:: Problem statement ::
What you produce should be every line from the data that includes "flower".

:: Extracted records ::
-- Opening Marker --

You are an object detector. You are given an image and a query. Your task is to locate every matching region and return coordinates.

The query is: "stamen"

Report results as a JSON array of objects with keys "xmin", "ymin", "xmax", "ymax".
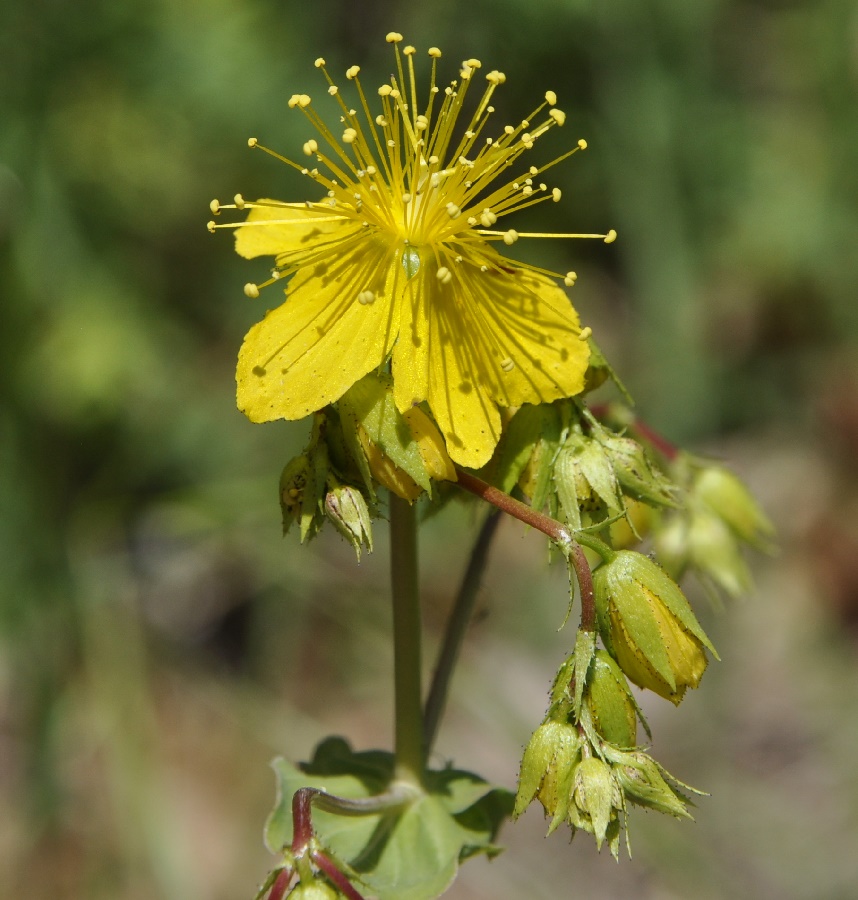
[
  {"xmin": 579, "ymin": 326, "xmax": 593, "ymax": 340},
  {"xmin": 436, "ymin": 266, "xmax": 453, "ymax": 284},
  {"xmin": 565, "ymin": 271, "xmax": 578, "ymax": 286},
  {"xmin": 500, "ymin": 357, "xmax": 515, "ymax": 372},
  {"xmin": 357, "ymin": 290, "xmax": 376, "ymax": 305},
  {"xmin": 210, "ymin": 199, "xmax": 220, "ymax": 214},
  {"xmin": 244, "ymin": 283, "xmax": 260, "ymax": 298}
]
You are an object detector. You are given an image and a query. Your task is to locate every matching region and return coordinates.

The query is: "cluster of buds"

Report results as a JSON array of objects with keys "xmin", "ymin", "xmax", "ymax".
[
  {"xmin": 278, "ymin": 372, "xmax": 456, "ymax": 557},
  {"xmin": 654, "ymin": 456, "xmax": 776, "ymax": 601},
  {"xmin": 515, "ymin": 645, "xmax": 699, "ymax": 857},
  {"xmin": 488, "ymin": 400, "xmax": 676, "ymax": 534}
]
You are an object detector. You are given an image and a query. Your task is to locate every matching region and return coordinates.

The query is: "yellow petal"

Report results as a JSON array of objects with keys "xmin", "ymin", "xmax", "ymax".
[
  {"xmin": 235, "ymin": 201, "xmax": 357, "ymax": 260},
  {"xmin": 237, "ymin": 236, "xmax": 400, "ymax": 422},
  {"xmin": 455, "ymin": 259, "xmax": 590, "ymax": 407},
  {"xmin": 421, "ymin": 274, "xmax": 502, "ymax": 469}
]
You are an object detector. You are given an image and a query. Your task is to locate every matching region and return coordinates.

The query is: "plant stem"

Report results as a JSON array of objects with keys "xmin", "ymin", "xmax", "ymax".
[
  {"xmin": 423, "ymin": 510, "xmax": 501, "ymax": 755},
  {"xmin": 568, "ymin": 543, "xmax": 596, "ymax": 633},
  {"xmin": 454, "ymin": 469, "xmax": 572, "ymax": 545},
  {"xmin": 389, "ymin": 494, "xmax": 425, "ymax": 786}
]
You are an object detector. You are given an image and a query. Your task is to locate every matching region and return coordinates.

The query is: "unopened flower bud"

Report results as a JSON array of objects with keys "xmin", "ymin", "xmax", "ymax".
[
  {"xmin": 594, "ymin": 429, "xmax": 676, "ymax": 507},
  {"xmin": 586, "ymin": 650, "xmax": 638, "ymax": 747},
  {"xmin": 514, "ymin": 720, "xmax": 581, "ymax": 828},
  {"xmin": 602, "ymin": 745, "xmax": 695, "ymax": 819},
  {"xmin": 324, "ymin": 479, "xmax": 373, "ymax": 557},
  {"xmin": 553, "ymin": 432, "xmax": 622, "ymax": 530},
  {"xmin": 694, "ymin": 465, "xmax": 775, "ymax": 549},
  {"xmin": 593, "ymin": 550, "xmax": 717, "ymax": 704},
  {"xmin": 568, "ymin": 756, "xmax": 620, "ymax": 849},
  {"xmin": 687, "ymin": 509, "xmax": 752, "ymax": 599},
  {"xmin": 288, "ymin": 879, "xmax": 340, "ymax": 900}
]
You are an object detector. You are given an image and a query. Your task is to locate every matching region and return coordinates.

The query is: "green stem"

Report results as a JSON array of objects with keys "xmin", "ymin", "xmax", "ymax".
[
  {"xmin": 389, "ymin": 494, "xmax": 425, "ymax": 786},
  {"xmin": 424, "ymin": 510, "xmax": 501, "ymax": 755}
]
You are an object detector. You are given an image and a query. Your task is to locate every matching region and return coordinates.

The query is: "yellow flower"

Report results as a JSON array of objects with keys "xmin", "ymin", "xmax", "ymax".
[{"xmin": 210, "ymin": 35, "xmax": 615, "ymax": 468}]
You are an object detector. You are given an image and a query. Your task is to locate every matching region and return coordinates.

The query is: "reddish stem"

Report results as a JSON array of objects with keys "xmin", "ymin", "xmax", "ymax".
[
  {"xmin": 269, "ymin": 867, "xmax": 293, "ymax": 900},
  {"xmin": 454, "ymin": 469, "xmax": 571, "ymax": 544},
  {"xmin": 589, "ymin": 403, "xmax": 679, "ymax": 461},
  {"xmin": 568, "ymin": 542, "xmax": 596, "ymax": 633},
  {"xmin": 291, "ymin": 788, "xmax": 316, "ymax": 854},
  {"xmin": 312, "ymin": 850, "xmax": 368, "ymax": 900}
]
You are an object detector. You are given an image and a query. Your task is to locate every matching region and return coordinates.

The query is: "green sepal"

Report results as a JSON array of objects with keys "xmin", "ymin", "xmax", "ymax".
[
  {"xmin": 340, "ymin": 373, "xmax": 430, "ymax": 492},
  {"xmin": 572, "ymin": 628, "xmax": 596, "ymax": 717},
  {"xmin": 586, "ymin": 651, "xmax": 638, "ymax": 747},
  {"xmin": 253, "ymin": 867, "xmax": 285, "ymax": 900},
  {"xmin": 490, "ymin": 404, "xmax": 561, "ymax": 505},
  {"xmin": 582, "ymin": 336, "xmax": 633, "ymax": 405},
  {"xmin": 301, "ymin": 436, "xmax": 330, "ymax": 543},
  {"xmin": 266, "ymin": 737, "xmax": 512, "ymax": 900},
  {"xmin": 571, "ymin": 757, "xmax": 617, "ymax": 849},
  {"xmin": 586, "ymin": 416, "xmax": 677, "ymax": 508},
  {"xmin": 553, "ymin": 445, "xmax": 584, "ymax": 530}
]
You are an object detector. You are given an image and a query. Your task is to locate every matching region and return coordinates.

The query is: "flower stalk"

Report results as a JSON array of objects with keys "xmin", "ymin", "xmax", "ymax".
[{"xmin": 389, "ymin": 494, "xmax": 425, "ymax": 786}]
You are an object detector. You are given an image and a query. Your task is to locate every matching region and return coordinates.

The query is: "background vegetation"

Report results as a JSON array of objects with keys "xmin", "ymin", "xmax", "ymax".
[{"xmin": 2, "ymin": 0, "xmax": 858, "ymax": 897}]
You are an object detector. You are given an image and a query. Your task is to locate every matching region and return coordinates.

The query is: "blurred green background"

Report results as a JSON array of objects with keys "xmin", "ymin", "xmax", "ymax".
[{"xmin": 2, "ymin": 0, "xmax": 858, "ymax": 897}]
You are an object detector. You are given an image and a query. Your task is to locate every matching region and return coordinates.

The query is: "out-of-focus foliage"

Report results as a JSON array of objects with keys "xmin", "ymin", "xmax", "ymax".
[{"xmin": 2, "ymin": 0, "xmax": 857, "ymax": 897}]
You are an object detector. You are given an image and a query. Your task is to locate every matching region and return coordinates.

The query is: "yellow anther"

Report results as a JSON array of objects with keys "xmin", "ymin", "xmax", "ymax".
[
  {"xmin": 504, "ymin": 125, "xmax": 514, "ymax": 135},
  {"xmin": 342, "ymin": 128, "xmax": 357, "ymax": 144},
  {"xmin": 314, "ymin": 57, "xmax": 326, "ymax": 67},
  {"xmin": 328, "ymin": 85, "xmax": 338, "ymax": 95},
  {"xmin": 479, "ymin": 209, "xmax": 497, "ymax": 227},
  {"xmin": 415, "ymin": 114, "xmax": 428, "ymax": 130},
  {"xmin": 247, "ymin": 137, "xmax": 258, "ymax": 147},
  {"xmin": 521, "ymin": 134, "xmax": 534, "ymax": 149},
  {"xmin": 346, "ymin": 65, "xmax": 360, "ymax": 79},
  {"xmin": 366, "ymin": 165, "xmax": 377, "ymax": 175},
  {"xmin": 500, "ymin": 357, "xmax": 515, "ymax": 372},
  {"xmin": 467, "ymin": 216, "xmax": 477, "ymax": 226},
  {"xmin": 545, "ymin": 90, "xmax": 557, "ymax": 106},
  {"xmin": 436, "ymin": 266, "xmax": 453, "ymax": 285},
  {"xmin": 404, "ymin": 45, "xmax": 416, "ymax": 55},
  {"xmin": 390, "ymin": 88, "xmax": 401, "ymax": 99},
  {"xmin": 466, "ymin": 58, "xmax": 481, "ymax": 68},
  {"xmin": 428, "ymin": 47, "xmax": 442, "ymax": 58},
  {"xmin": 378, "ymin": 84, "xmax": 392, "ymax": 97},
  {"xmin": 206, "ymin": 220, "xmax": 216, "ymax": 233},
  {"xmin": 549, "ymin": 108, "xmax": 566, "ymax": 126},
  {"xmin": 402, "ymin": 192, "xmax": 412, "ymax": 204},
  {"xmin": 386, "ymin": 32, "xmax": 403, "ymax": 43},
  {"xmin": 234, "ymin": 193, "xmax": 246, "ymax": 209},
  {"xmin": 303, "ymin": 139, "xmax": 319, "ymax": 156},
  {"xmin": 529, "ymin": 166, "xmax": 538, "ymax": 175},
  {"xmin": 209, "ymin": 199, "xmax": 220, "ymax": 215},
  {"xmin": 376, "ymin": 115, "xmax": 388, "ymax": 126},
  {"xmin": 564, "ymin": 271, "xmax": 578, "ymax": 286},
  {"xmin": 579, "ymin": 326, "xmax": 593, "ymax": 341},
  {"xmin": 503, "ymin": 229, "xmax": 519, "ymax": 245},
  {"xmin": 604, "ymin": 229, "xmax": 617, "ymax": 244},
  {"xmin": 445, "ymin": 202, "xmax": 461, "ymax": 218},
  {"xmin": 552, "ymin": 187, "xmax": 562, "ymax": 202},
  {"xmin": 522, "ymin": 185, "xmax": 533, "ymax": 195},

-- Closing Marker --

:: Final answer ::
The query is: "unopened flower bud"
The query is: "yellow flower"
The query is: "flower stalk"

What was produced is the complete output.